__EXERCISE INSTRUCTIONS__:
Please lay out the following records as a numbered list, skipping blank lines: start at the line containing "Outline each blue" and end after the line containing "0, 0, 189, 59".

__MATERIAL FOR THIS EXERCISE__:

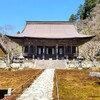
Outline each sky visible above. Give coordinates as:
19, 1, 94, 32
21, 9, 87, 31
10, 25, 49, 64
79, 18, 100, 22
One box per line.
0, 0, 85, 34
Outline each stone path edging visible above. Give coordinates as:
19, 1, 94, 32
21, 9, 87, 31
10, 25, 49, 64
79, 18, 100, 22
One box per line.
17, 69, 55, 100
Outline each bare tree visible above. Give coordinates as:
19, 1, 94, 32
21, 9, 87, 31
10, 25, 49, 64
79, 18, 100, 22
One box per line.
81, 41, 100, 61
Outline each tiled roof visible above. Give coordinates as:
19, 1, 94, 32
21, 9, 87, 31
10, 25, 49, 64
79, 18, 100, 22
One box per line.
7, 21, 93, 39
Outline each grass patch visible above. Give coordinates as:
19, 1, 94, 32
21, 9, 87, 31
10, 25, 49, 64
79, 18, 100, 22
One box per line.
54, 70, 100, 100
0, 69, 42, 100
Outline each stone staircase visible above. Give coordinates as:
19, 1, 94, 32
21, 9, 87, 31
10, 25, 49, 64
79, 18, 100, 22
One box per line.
17, 69, 55, 100
34, 59, 66, 69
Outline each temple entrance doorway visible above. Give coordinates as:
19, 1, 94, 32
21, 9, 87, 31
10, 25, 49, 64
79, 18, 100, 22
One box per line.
45, 46, 56, 59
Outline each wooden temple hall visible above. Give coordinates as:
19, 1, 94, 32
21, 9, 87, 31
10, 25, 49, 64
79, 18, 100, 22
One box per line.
9, 21, 93, 59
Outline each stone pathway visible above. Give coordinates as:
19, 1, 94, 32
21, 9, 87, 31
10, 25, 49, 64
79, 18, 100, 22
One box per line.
34, 60, 66, 69
17, 69, 54, 100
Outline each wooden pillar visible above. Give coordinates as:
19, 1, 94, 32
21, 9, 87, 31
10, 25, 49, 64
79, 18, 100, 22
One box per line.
56, 44, 58, 59
43, 46, 45, 59
76, 46, 79, 56
64, 45, 66, 58
35, 46, 37, 58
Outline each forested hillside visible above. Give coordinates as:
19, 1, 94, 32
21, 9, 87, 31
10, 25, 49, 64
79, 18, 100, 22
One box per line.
69, 0, 100, 61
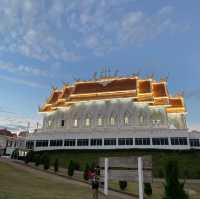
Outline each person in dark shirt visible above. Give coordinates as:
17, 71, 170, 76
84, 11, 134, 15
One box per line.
92, 176, 99, 199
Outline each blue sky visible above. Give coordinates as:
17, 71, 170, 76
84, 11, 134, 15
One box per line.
0, 0, 200, 130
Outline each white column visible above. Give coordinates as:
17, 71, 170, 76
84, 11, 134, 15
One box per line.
138, 157, 144, 199
104, 158, 108, 195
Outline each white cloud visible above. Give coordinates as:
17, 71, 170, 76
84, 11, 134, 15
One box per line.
0, 107, 42, 133
0, 75, 47, 88
0, 61, 49, 76
189, 122, 200, 132
0, 0, 189, 59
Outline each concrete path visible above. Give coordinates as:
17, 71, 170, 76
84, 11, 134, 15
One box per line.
0, 158, 137, 199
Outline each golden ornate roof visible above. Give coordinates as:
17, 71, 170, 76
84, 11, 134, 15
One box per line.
39, 76, 186, 113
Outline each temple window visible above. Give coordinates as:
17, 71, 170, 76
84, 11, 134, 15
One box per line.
140, 115, 144, 124
110, 116, 115, 126
85, 118, 91, 127
124, 115, 129, 125
48, 120, 52, 127
61, 120, 65, 127
74, 119, 78, 127
98, 117, 103, 126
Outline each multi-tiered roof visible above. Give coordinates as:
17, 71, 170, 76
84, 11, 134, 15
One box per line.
39, 76, 186, 113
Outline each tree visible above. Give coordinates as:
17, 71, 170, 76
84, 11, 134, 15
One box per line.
74, 162, 80, 171
83, 163, 90, 180
68, 160, 75, 176
163, 161, 188, 199
54, 158, 59, 173
43, 154, 50, 170
119, 181, 128, 191
144, 183, 152, 196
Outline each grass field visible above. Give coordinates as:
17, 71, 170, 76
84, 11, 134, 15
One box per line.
36, 150, 200, 179
109, 181, 200, 199
0, 162, 113, 199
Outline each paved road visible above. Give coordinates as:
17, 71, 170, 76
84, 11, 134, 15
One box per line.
0, 158, 137, 199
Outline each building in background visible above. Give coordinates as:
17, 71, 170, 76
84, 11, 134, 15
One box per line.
26, 76, 200, 151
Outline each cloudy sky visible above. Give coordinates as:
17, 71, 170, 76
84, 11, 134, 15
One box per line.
0, 0, 200, 133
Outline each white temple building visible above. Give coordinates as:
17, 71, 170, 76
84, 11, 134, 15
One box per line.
26, 76, 200, 151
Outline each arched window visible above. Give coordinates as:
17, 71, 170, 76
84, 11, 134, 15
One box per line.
97, 116, 103, 126
139, 115, 144, 125
124, 115, 129, 125
73, 118, 78, 127
124, 112, 130, 125
151, 111, 163, 127
85, 117, 91, 127
110, 114, 117, 126
110, 116, 115, 126
48, 120, 52, 127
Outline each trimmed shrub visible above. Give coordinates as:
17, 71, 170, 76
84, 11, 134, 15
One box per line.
163, 161, 188, 199
158, 169, 164, 178
24, 151, 34, 164
68, 160, 75, 177
34, 154, 41, 167
74, 162, 81, 171
144, 183, 152, 196
43, 155, 50, 170
83, 163, 90, 181
119, 181, 128, 191
54, 158, 59, 172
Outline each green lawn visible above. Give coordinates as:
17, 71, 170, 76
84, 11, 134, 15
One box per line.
0, 162, 108, 199
36, 150, 200, 179
109, 181, 200, 199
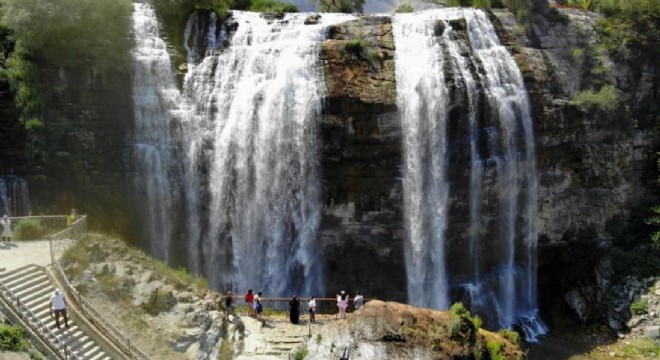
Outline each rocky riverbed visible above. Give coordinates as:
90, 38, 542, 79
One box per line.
63, 235, 524, 360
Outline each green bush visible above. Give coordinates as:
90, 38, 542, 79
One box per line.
486, 341, 506, 360
0, 0, 133, 70
394, 4, 415, 14
630, 300, 649, 315
316, 0, 364, 13
472, 316, 484, 330
343, 39, 367, 60
449, 302, 470, 317
250, 0, 298, 13
218, 340, 234, 360
14, 219, 46, 240
447, 0, 492, 9
0, 324, 30, 351
447, 313, 462, 340
571, 85, 619, 112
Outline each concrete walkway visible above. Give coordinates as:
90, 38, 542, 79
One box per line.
0, 240, 50, 272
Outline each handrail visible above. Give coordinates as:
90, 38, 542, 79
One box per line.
50, 216, 151, 360
0, 274, 80, 360
229, 295, 376, 315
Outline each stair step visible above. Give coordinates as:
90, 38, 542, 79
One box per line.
7, 275, 50, 299
2, 271, 48, 290
71, 337, 98, 358
0, 265, 112, 360
21, 286, 53, 306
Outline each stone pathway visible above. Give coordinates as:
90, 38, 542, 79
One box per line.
235, 316, 334, 360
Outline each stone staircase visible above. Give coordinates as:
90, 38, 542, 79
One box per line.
236, 316, 309, 360
0, 265, 112, 360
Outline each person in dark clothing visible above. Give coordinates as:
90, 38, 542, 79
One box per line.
289, 295, 300, 324
225, 291, 236, 320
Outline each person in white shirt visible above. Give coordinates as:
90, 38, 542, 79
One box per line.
353, 291, 364, 310
337, 290, 349, 320
0, 215, 14, 243
50, 288, 69, 329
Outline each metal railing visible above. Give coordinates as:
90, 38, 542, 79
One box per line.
50, 216, 150, 360
238, 296, 375, 315
0, 274, 80, 360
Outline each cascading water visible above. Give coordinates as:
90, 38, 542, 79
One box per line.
133, 3, 184, 260
394, 9, 546, 341
0, 175, 31, 216
134, 4, 352, 295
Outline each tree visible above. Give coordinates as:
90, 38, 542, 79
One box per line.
317, 0, 364, 13
0, 0, 133, 69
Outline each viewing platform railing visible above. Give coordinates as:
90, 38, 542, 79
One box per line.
245, 296, 375, 315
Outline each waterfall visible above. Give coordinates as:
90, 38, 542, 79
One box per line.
394, 8, 546, 341
133, 3, 184, 260
134, 4, 352, 296
0, 175, 32, 217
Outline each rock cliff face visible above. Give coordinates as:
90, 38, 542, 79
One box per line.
306, 300, 525, 360
0, 65, 133, 233
320, 17, 406, 301
493, 1, 659, 329
322, 1, 660, 328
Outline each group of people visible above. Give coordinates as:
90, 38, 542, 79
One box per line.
224, 289, 364, 324
225, 289, 264, 321
289, 290, 364, 324
0, 215, 14, 244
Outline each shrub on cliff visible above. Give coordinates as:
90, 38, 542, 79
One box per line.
571, 85, 619, 112
0, 324, 29, 351
0, 0, 133, 69
250, 0, 298, 13
316, 0, 364, 13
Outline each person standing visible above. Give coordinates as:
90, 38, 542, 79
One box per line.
289, 295, 300, 324
1, 215, 14, 243
254, 291, 264, 321
49, 288, 69, 329
245, 289, 255, 317
337, 290, 349, 320
66, 209, 78, 227
307, 296, 316, 322
353, 291, 364, 310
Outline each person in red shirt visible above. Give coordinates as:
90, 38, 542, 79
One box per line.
245, 289, 256, 317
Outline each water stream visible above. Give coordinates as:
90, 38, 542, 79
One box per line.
394, 8, 545, 340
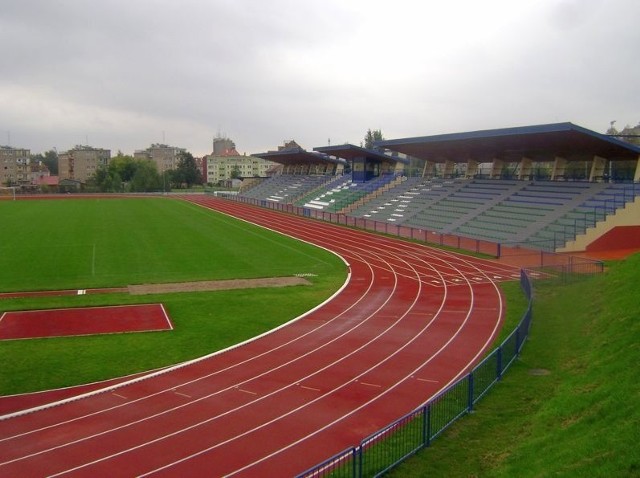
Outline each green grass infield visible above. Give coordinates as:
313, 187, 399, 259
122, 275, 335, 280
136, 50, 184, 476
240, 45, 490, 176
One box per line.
0, 198, 347, 395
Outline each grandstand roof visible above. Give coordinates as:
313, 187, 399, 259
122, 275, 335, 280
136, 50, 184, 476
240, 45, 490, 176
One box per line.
252, 148, 344, 165
375, 123, 640, 162
313, 144, 409, 164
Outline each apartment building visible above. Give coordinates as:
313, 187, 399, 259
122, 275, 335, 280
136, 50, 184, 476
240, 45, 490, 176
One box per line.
133, 144, 187, 174
203, 137, 276, 184
58, 146, 111, 183
0, 146, 31, 186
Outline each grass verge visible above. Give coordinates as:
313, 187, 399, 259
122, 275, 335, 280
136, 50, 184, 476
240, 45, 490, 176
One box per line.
390, 255, 640, 477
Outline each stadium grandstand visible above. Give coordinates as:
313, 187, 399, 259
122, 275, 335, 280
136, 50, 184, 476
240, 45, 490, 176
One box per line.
226, 123, 640, 252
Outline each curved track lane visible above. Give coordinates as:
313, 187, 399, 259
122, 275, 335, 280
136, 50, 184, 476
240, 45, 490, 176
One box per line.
0, 196, 518, 476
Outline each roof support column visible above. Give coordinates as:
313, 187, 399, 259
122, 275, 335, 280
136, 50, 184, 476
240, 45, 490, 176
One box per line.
589, 156, 607, 182
551, 156, 567, 181
442, 159, 455, 178
518, 156, 533, 180
466, 159, 480, 179
422, 160, 435, 178
489, 158, 504, 179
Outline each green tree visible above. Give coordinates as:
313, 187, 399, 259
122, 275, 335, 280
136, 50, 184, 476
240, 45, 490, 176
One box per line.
109, 153, 140, 183
91, 155, 163, 192
174, 151, 202, 188
129, 159, 162, 192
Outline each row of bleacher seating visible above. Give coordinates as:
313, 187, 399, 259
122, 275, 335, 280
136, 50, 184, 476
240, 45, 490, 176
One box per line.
240, 175, 640, 247
297, 175, 394, 212
242, 174, 334, 204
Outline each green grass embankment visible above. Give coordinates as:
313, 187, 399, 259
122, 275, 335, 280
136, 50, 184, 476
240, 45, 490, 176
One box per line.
390, 255, 640, 477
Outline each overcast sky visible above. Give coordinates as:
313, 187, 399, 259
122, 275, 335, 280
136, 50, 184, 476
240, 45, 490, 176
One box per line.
0, 0, 640, 156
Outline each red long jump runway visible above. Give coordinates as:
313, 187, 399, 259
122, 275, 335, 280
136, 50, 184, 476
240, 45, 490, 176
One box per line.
0, 197, 518, 476
0, 304, 173, 340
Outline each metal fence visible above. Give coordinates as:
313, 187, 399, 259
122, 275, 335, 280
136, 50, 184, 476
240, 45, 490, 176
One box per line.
298, 269, 533, 478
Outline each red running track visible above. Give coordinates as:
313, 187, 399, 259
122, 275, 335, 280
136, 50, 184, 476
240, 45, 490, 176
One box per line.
0, 196, 519, 477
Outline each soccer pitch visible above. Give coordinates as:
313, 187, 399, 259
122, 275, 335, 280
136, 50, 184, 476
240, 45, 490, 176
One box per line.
0, 198, 347, 394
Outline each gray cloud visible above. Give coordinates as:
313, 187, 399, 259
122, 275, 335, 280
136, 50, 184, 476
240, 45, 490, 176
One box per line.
0, 0, 640, 154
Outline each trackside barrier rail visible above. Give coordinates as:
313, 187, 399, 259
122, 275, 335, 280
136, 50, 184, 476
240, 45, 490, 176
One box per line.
298, 269, 533, 478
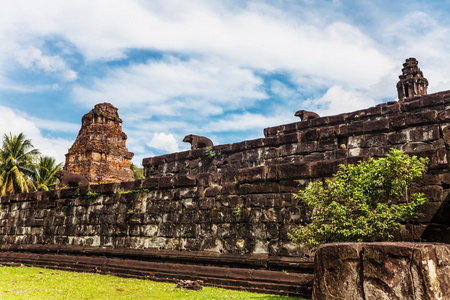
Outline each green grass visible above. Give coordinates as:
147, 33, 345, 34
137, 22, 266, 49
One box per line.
0, 267, 310, 300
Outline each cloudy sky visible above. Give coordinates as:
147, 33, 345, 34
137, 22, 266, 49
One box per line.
0, 0, 450, 165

__EXERCISE RESPONSE__:
1. Outline each blue sky visible above. Give coordinates as:
2. 17, 71, 170, 76
3. 84, 11, 134, 15
4. One box per line.
5. 0, 0, 200, 130
6. Outline each white column visible above. Give coordinates as:
7. 17, 71, 170, 76
8. 84, 11, 134, 15
9. One box per line.
10. 138, 157, 144, 199
11. 104, 158, 108, 195
12. Outline each white cloud visible above. Give coordinates as:
13. 17, 71, 170, 76
14. 84, 11, 134, 15
15. One box per line.
16. 0, 107, 42, 133
17. 0, 75, 47, 88
18. 0, 61, 49, 76
19. 189, 122, 200, 132
20. 0, 0, 189, 59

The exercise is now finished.